(What to work on):
Using the steel cylinder problem, answer:
1. By how many degrees is the rod's temperature raised?
2. What value is given for the coefficient of linear expansion of steel?
3. Which option is marked as the answer?

Question

The length of a steel cylinder is kept constant by applying pressure at its two ends. When the temperature of rod is increased by $100^{\circ} C$ from its initial temperature, the increase in pressure to be applied at its ends is
$\left(Y_{\text {steel }}=2 \times 10^{11} N / m ^{2}\right.$ $\left.\alpha_{\text {steel }}=11 \times 10^{-6} /{ }^{\circ} C , 1 \,atm =10^{5} N / m ^{2} .\right)$

• A. $22 \times 10^{7} atm$
• B. $2.2 \times 10^{3} atm$
• C. zero
• D. $4.3 \times 10^{3} atm$

Answer 1

Answer: (B)

If the rod is allowed to expand, then it will expand by $\Delta l=l \alpha\Delta T$ due to increase in temperature by $\Delta T$. But as the length of the cylinder is kept constant by applying pressure, a stress is developed in the cylinder.

(Dataset excerpts):
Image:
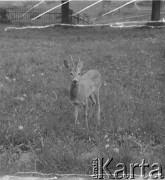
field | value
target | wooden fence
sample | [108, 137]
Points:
[16, 16]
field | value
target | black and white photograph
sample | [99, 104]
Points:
[82, 89]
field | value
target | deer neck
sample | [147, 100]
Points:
[74, 91]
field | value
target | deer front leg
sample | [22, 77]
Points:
[86, 112]
[76, 109]
[92, 97]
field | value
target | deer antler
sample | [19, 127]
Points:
[72, 61]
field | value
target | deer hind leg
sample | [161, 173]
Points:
[86, 112]
[98, 106]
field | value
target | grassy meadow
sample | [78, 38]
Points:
[37, 131]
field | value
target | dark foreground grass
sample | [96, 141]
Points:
[34, 96]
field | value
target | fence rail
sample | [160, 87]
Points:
[16, 16]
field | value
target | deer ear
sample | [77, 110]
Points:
[66, 64]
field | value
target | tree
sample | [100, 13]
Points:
[156, 5]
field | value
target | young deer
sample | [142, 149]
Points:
[84, 87]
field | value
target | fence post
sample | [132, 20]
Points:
[65, 12]
[156, 4]
[70, 16]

(Final answer):
1. 100 °C
2. 11 × 10⁻⁶ per °C
3. B, 2.2 × 10³ atm